Problem statement: Turn the part of the listing that starts with the line containing "Target: **shop window**" and runs through the line containing "[[[519,22],[519,68],[527,70],[529,61],[529,12],[521,12]]]" into a JSON list of strings, one string per line and with blank lines left out. Include both of those lines and nothing outside them.

Items for labeling regions

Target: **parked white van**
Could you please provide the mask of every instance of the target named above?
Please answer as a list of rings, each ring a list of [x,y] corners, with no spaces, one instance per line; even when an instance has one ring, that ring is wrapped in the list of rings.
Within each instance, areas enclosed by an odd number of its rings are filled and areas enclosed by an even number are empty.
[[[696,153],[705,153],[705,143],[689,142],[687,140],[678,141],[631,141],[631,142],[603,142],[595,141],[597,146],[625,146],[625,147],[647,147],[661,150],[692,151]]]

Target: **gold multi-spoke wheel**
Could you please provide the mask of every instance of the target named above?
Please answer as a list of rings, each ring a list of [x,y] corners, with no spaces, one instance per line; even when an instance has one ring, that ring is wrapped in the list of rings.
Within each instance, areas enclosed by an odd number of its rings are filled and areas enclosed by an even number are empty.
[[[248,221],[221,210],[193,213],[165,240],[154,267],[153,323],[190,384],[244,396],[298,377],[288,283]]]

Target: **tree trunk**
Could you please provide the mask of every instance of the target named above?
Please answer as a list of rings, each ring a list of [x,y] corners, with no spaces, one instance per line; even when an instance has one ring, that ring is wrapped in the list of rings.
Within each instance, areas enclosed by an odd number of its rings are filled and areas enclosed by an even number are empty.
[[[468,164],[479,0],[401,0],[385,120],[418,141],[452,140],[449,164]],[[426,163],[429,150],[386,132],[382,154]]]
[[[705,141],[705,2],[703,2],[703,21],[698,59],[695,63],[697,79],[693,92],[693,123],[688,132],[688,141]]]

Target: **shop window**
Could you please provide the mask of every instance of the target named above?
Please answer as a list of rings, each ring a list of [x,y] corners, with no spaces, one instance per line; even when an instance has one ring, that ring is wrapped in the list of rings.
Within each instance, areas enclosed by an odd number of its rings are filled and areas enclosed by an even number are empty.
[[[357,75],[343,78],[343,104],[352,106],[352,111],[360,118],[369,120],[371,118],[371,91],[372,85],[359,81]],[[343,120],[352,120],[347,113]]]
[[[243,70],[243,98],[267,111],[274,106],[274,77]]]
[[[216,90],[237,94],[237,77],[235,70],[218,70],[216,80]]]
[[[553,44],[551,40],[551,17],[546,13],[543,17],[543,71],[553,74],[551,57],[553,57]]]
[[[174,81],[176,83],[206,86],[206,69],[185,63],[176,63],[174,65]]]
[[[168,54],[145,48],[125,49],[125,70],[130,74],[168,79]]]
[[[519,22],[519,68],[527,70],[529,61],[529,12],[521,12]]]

...

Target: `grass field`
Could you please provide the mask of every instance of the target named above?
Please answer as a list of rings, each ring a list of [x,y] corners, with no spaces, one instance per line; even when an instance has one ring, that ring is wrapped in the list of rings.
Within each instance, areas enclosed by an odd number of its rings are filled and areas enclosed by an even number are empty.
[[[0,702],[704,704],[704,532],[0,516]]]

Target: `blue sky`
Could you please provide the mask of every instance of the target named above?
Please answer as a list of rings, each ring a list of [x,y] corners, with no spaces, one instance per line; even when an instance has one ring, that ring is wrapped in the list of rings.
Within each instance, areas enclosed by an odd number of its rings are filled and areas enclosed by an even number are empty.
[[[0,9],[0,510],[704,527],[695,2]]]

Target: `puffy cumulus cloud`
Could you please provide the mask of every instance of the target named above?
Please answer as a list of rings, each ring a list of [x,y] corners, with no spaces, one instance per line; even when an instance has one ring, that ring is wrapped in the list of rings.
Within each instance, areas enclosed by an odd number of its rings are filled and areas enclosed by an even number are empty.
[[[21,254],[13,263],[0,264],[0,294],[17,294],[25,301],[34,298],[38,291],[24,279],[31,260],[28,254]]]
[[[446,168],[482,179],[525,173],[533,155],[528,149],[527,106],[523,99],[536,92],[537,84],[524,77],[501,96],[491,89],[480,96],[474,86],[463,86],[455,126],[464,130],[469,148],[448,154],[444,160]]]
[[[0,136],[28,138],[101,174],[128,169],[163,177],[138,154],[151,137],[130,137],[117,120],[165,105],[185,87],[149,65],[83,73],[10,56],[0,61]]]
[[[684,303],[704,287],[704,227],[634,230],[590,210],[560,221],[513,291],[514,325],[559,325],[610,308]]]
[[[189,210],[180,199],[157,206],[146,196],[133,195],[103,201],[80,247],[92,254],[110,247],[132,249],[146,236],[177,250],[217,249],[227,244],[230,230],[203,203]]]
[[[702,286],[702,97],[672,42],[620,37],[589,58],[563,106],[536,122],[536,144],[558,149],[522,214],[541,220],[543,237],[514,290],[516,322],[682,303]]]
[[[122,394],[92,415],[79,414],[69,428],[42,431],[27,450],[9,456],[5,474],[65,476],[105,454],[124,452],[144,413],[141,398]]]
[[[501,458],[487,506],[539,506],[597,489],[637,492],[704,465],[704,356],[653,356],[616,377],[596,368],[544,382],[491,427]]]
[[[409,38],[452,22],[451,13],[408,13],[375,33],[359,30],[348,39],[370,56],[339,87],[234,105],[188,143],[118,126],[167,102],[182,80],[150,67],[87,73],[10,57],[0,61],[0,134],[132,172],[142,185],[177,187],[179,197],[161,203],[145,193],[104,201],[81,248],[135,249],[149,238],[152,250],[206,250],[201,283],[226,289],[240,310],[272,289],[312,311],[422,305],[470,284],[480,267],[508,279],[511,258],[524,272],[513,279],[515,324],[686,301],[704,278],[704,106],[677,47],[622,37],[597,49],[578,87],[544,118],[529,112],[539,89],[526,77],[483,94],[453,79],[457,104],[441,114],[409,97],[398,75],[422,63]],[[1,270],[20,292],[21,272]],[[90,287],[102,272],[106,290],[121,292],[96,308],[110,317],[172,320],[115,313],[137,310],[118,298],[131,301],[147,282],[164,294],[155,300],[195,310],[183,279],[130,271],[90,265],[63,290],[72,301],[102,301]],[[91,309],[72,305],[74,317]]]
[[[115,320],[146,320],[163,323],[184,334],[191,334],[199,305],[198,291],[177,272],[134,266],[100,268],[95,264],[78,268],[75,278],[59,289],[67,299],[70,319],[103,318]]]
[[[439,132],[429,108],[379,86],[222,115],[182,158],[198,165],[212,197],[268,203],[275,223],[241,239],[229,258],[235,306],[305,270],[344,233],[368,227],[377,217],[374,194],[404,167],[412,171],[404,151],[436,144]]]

Answer to this exercise:
[
  "Target: **shop window**",
  "Could you please provide the mask of every instance of the target named above?",
  "Please answer as a list of rings, each ring a list of [x,y] corners, with no spaces, one instance per line; even when an instance has one ring, that ring is wrapped in the list of rings.",
  "Within each instance, areas enclosed by an odd number of its rings are filled and areas enclosed by an even number are empty.",
  "[[[357,75],[343,78],[343,104],[352,106],[352,111],[360,118],[369,120],[371,118],[371,91],[372,85],[359,81]],[[343,120],[352,120],[347,113]]]",
  "[[[243,70],[243,98],[267,111],[274,106],[274,77]]]",
  "[[[216,90],[237,94],[237,77],[235,70],[218,70],[216,80]]]",
  "[[[553,44],[551,40],[551,17],[546,13],[543,17],[543,71],[553,74],[551,57],[553,57]]]",
  "[[[174,81],[176,83],[206,86],[206,69],[185,63],[176,63],[174,65]]]",
  "[[[168,54],[145,48],[125,49],[125,70],[130,74],[168,79]]]",
  "[[[519,22],[519,68],[527,70],[529,61],[529,12],[521,12]]]"
]